## What is needed
Rewrite all of the records below so that "marker" becomes "dot" wherever it occurs, and leave everything else unchanged.

>> BEGIN Supplied entries

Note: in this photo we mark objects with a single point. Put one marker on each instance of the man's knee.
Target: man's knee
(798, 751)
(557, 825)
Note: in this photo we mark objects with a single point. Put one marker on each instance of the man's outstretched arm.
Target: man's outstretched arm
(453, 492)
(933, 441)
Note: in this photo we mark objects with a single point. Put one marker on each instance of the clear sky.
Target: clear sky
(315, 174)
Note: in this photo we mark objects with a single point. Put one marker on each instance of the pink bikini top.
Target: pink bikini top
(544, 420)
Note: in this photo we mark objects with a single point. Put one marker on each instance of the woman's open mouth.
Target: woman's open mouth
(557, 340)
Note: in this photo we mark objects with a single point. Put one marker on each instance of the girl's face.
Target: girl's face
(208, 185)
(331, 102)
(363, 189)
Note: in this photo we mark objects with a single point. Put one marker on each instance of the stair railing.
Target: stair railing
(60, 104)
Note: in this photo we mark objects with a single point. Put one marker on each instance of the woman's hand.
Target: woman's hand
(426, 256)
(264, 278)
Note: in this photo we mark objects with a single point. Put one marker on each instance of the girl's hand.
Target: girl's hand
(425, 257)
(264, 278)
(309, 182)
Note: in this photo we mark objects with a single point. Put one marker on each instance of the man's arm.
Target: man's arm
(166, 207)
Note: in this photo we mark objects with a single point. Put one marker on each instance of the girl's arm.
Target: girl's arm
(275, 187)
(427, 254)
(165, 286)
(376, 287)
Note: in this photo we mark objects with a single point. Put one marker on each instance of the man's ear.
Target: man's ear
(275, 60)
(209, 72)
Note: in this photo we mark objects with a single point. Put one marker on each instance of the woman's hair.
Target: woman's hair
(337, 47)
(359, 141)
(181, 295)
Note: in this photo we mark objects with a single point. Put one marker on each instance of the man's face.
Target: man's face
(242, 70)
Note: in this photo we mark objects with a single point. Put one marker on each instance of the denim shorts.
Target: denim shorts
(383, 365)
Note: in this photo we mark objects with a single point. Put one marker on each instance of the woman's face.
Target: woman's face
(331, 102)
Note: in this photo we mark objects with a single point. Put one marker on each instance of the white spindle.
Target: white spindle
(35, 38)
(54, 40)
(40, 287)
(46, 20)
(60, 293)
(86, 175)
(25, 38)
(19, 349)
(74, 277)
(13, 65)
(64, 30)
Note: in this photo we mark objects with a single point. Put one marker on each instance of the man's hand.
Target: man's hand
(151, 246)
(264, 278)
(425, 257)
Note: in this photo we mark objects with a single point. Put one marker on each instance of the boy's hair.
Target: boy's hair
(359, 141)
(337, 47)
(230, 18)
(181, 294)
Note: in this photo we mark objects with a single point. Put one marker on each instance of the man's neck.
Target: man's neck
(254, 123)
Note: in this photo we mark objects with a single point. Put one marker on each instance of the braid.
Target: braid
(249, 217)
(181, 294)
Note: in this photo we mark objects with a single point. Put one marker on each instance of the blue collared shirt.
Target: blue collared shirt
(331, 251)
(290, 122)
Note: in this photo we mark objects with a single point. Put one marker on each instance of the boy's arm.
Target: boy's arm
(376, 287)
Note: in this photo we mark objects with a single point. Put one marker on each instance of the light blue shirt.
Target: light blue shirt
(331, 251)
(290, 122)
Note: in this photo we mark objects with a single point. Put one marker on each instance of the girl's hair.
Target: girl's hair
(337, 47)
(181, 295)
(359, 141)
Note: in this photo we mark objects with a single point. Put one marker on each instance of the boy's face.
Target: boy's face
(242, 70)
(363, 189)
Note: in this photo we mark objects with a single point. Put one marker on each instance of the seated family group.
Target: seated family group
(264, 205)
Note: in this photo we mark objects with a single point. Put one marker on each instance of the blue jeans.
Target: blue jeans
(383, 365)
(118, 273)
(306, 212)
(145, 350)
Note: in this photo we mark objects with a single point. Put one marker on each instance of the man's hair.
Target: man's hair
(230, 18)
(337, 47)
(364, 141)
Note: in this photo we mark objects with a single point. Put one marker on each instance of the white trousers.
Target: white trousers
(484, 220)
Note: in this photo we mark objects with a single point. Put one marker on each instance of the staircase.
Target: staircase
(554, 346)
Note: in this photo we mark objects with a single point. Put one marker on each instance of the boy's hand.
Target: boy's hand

>> END Supplied entries

## Expected answer
Note: in this photo we mark objects with a single point. Put one dot on each instance of the man's knee.
Target: man's knee
(798, 751)
(557, 825)
Note: in this photo we mark objects with a single point. Put one dot on each instance of the man's outstretched arm.
Target: man's outstretched arm
(453, 492)
(933, 441)
Note: in this photo we mark objects with a single point. Put one dot on each instance of the clear sky.
Target: clear sky
(315, 174)
Note: in this photo we mark objects with a single point. Put one dot on each instance of the pink bikini top.
Target: pink bikini top
(544, 420)
Note: in this photo we mark objects with a single point. Put one dot on each instance of the woman's open mouth.
Target: woman's open mouth
(557, 340)
Note: in this photo we mark objects with a single point. Put one dot on each instance of the girl's face.
Target: girl's face
(208, 185)
(331, 102)
(363, 189)
Note: in this photo we mark objects with a single point. Put one dot on each instance of the stair railing.
Target: stair railing
(60, 104)
Note: in this photo we mark objects with a single point. Put one dot on each instance of the woman's hand.
Target: woman's hand
(426, 256)
(264, 278)
Note: in this photo we mark objects with a single point. Put one dot on each instance of the girl's hand.
Target: girl's hand
(425, 257)
(264, 278)
(309, 182)
Note: in this photo we mark objects with a single point. Put one dot on each instance of the man's arm.
Target: man's arm
(166, 207)
Note: in this photo we mark objects with a single point. Put one dot on each instance of the girl's arm.
Target: girl's arm
(275, 187)
(427, 254)
(165, 286)
(376, 287)
Note: in this photo we mark objects with a single point. Put one dot on each instance of the man's ear.
Target: man's ear
(275, 60)
(209, 72)
Note: in this photo we mark objects with a single point. Put one dot on each instance of the woman's hair.
Target: woman's hair
(337, 47)
(359, 141)
(181, 295)
Note: in this photo we mark objects with a single point. Put one dot on each instance of the man's face.
Target: man's face
(242, 70)
Note: in this photo we mark objects with a single point. Put one dot on each instance of the denim shorts.
Target: denim shorts
(383, 365)
Note: in this photo we mark objects with a single point. Put one dot on each instance of the woman's face.
Target: woman's face
(331, 102)
Note: in this photo we mark objects with a single point. Put one dot on each instance of the white spindle.
Target: white spindle
(35, 38)
(54, 40)
(40, 287)
(46, 20)
(60, 293)
(86, 175)
(25, 38)
(19, 349)
(74, 277)
(13, 65)
(64, 30)
Note: in this photo we mark objects with a single point. Put one dot on each instance of the man's hand.
Target: man's hand
(151, 246)
(264, 278)
(425, 257)
Note: in this photo we mark objects with a single point. Put one dot on each instance of the boy's hair.
Target: boy's hair
(359, 141)
(337, 47)
(230, 18)
(181, 294)
Note: in this photo we mark objects with a single point. Put one dot on each instance of the man's neck.
Target: man's neck
(254, 123)
Note: in this photo we mark objects with a single point. Put one dot on each instance of the braid.
Target: braid
(249, 217)
(181, 294)
Note: in this photo we mark objects with a single point. Put one dot on each instance of the blue collared shirt.
Target: blue collared shirt
(331, 251)
(290, 122)
Note: in this photo we mark objects with a single point. Put one dot on each instance of the boy's arm.
Target: boy's arm
(376, 287)
Note: in this photo we mark objects with a single point. Put one dot on each instance of the light blue shirt.
Target: light blue shirt
(331, 251)
(290, 122)
Note: in this photo we mark objects with a single point. Put one dot on each instance of the girl's hair.
Target: girl's hair
(337, 47)
(181, 295)
(359, 141)
Note: in this photo we mark objects with a single point. Put one dot on each instance of the boy's face.
Target: boy's face
(242, 70)
(363, 189)
Note: in this photo we mark objects with a single point. Put one dot on each instance of the seated family group.
Target: seated family group
(264, 205)
Note: in this photo we mark objects with a single point. Put one dot on each instance of the blue jeans.
Target: blue jeans
(383, 365)
(118, 273)
(306, 212)
(145, 350)
Note: in this photo we mark objects with a single point. Put one dot on each instance of the man's hair.
Target: man's hair
(230, 18)
(337, 47)
(364, 141)
Note: in this photo we mark objects with a single point. Put one dot on each instance of the white trousers.
Target: white trousers
(484, 220)
Note: in this photo we mark objects with a single point. Put one dot on each instance of the staircase.
Target: staircase
(554, 346)
Note: in this photo we mark objects with a single point. Put one dot on each instance of the boy's hand.
Target: boy's hand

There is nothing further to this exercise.